→ **To be done**
Copy out the whole vineyard blog text below word for word, and leave the records out.

-------- Text to read

Of course, no flowering yet. We got off to an early start with bud break at the beginning of April, a couple of weeks early. At mid-June we should be in flowering, but no sign of that yet. Just infloresence.

The dry weather recently gave a good opportunity to see about drainage in the vineyard. What parts have dried out? Where is there still water and mud? Here's a shot of the bottom of the 667 block, near the road and still draining water while the vineyard top was largely dried out.

Today's been cold and rainy again in Portland.

Will we ever get good weather to push the flowers to open? Will there be hail to knock off lots of those flowers before they can set as fruit? Stay tuned. For now, things look awfully good.

June 11, 2010

400th post

Yes, I changed the template again. No, it's not in honor of this being the 400th post in the 5+ years of this blog. But since you mention it, yes, 400 posts. Glad Blogger finally got some fresh(er) templates to choose from, btw.

----------------
-------- Data provided

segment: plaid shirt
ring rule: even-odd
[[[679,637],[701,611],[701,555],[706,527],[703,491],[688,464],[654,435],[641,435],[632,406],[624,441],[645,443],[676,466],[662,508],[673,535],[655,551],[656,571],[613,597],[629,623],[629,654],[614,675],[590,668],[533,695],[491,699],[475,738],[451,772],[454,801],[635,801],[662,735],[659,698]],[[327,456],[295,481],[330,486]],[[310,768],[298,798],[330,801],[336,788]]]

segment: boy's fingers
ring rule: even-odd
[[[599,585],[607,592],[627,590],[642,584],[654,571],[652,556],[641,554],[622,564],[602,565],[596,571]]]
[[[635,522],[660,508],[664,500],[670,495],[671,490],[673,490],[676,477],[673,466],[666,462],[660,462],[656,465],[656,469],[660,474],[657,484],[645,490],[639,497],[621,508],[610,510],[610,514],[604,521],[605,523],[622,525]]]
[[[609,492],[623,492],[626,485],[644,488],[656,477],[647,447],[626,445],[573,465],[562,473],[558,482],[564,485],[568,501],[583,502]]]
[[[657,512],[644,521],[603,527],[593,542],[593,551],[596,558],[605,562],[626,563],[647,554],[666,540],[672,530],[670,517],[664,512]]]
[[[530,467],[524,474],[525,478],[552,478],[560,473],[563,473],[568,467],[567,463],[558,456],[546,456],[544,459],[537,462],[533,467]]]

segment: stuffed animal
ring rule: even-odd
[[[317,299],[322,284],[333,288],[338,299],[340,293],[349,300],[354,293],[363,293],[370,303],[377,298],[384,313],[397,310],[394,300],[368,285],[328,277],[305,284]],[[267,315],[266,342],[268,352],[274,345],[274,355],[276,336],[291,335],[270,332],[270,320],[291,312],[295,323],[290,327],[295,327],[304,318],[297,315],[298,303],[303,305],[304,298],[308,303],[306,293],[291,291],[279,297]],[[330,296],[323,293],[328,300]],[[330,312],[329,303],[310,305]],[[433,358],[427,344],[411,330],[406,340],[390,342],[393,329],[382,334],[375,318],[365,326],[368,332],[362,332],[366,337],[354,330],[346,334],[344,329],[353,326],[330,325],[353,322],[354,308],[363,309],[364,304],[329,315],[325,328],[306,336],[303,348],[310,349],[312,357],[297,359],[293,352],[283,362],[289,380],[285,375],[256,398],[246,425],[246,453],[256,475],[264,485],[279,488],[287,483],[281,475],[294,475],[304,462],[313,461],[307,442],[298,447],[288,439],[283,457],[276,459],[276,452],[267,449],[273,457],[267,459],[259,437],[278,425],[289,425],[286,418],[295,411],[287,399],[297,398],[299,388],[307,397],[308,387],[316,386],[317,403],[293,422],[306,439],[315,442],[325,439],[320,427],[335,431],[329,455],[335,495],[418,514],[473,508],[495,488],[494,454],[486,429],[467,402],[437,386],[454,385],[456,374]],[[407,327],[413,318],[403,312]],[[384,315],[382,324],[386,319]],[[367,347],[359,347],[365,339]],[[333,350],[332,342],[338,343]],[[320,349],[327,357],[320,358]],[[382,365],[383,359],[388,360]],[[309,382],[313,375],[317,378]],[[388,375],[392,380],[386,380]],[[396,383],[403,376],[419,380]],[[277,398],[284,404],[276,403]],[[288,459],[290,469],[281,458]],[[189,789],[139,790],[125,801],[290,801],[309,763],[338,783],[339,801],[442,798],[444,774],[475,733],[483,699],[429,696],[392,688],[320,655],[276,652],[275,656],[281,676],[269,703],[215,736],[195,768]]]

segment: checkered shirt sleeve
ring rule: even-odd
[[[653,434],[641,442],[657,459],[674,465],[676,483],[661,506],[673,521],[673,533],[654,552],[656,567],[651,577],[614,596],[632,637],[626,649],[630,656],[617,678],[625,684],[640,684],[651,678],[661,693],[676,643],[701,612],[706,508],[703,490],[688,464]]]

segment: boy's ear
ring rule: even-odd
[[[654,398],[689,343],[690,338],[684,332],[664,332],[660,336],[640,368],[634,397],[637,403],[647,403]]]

----------------
-------- Data provided

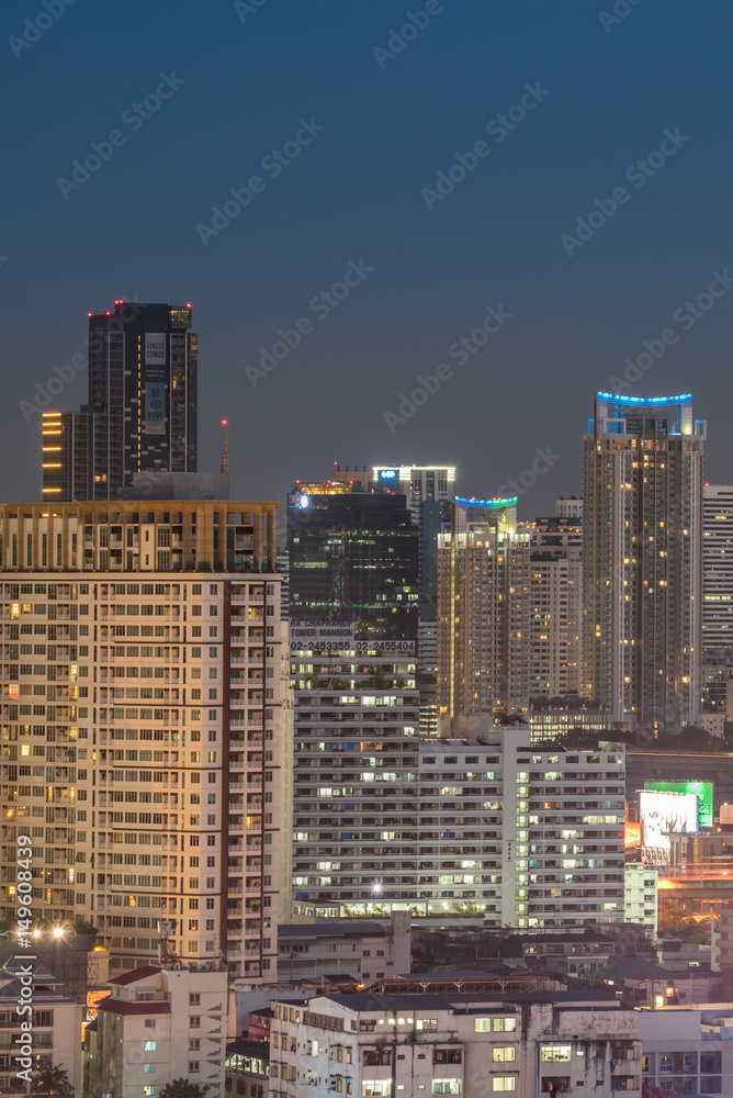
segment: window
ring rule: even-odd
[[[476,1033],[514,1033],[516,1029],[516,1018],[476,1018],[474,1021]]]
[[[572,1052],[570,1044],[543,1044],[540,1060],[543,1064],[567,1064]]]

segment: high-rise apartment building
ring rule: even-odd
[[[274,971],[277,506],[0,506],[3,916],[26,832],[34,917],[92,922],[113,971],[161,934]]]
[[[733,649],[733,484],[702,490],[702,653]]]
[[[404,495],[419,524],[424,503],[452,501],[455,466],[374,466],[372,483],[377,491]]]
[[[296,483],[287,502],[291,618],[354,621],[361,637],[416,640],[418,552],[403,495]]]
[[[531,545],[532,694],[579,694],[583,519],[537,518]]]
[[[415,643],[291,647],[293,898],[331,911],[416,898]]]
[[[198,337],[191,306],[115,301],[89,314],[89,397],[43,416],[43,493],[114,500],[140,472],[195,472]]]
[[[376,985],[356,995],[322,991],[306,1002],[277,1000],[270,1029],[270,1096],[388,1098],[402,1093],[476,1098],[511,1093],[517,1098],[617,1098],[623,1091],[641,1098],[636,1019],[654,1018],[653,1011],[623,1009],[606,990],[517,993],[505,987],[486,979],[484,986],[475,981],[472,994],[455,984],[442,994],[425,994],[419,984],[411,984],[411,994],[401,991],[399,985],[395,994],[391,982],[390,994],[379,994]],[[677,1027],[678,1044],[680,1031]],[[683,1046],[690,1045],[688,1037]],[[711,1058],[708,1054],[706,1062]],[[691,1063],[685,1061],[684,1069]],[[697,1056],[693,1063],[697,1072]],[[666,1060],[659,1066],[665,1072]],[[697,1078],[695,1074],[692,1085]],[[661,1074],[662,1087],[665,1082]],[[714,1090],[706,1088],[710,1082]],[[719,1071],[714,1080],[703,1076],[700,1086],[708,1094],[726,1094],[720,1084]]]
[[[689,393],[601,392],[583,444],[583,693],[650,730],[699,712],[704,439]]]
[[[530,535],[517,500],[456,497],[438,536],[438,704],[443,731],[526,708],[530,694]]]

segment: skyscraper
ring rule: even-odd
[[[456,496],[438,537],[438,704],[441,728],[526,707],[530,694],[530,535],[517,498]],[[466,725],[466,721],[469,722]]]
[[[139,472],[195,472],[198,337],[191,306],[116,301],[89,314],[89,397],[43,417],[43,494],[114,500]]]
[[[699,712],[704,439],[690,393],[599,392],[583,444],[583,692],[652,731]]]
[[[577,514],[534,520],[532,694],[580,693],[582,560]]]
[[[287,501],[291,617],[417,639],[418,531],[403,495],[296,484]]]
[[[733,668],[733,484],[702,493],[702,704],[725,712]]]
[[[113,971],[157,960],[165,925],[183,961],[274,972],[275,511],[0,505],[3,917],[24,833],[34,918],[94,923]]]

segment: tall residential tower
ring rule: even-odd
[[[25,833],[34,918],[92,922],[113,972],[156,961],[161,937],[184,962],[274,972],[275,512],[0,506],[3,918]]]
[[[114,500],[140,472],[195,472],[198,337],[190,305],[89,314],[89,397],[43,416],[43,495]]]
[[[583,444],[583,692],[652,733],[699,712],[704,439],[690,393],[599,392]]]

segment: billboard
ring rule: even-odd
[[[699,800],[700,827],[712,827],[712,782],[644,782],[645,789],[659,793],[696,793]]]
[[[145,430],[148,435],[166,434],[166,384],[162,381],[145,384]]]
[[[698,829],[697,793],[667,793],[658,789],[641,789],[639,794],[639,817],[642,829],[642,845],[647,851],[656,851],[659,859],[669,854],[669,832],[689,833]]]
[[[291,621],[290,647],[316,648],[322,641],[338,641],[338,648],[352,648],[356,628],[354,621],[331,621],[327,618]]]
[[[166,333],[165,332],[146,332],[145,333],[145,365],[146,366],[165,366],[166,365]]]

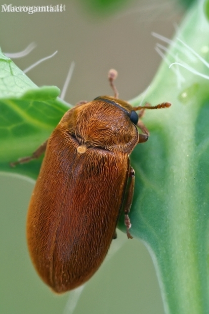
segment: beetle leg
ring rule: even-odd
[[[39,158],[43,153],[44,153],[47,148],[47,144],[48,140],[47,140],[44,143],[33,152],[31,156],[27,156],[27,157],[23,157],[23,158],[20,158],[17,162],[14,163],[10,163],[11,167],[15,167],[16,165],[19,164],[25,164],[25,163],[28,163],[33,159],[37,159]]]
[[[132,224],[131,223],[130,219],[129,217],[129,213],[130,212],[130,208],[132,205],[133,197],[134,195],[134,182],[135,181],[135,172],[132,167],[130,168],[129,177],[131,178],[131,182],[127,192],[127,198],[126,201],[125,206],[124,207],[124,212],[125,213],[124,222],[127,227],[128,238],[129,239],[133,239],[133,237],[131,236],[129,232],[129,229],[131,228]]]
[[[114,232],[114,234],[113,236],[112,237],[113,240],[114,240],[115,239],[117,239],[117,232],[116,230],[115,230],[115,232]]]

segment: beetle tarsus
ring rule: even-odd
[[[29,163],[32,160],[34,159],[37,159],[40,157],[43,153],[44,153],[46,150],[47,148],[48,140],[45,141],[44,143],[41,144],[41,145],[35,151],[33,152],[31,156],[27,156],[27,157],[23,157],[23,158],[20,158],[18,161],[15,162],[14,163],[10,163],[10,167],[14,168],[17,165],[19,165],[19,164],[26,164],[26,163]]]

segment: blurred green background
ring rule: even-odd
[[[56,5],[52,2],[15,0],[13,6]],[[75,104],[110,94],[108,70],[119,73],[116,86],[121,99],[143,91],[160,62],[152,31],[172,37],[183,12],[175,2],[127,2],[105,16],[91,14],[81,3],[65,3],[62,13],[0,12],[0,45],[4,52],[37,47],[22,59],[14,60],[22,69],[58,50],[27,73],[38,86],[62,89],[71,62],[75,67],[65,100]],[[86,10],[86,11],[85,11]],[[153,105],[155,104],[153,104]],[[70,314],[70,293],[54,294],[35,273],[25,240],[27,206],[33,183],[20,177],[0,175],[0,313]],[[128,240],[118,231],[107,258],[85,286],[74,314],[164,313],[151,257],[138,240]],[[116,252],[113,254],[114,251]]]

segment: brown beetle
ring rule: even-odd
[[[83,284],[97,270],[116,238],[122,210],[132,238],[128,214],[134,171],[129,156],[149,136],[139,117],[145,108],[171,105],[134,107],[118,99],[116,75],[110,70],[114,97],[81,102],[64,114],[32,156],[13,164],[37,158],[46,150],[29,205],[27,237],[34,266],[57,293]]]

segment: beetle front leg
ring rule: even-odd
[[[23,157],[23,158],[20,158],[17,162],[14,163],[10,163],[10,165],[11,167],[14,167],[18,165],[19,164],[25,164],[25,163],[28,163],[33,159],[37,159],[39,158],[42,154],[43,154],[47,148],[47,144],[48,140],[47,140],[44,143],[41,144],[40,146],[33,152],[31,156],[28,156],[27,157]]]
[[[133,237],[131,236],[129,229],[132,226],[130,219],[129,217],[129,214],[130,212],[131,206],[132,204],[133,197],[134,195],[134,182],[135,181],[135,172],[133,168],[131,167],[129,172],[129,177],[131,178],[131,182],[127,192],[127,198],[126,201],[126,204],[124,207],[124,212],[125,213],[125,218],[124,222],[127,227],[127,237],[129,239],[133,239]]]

----------------
-------- Data provided

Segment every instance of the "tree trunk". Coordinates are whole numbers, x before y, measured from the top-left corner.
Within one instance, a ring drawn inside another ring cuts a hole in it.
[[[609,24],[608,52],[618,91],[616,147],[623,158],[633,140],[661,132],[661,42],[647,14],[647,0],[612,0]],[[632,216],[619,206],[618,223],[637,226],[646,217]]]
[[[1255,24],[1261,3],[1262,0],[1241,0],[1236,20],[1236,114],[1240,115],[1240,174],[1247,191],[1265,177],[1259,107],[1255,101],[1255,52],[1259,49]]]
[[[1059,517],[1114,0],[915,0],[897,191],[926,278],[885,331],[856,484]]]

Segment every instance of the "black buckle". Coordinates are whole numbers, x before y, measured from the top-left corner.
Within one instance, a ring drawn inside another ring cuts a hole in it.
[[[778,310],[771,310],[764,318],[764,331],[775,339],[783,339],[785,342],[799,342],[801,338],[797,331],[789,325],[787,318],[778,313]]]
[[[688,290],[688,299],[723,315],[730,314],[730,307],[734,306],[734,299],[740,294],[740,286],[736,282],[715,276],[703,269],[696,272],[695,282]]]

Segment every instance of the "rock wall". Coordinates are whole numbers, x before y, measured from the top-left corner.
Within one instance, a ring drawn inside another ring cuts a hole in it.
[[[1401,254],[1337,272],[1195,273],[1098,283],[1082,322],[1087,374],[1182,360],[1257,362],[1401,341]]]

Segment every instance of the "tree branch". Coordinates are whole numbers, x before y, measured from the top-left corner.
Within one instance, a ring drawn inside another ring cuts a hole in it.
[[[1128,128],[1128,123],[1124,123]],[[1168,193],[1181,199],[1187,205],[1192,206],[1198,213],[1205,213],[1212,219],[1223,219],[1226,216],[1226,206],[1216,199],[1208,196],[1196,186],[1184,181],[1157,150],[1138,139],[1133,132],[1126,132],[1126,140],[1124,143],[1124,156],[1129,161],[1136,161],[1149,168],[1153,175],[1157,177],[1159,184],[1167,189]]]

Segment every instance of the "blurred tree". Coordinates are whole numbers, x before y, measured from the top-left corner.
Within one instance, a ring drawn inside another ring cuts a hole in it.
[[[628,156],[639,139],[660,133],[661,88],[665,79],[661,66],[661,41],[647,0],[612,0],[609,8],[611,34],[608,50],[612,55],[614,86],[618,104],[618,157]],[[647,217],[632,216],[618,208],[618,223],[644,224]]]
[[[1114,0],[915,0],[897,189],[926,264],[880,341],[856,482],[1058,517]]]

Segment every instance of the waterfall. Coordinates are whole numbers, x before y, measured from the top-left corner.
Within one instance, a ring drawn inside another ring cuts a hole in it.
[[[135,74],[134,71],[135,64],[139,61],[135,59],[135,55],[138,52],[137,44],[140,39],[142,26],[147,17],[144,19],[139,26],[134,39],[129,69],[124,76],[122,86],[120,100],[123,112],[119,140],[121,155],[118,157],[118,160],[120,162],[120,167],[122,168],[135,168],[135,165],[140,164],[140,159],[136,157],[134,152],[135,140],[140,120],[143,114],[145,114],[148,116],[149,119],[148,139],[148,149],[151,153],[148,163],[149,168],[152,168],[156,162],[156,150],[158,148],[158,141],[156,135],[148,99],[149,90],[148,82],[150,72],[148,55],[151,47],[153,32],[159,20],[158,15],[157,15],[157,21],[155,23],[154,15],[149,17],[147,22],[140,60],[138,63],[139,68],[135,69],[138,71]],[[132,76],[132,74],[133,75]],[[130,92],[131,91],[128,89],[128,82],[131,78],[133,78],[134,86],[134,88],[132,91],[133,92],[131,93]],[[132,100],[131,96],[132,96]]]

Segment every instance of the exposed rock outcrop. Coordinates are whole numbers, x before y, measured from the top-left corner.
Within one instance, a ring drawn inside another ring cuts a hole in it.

----------------

→ **Correct response**
Of course, no flowering yet. We got off to an early start with bud break at the beginning of April, a couple of weeks early. At mid-June we should be in flowering, but no sign of that yet. Just infloresence.

The dry weather recently gave a good opportunity to see about drainage in the vineyard. What parts have dried out? Where is there still water and mud? Here's a shot of the bottom of the 667 block, near the road and still draining water while the vineyard top was largely dried out.

Today's been cold and rainy again in Portland.

Will we ever get good weather to push the flowers to open? Will there be hail to knock off lots of those flowers before they can set as fruit? Stay tuned. For now, things look awfully good.

June 11, 2010

400th post

Yes, I changed the template again. No, it's not in honor of this being the 400th post in the 5+ years of this blog. But since you mention it, yes, 400 posts. Glad Blogger finally got some fresh(er) templates to choose from, btw.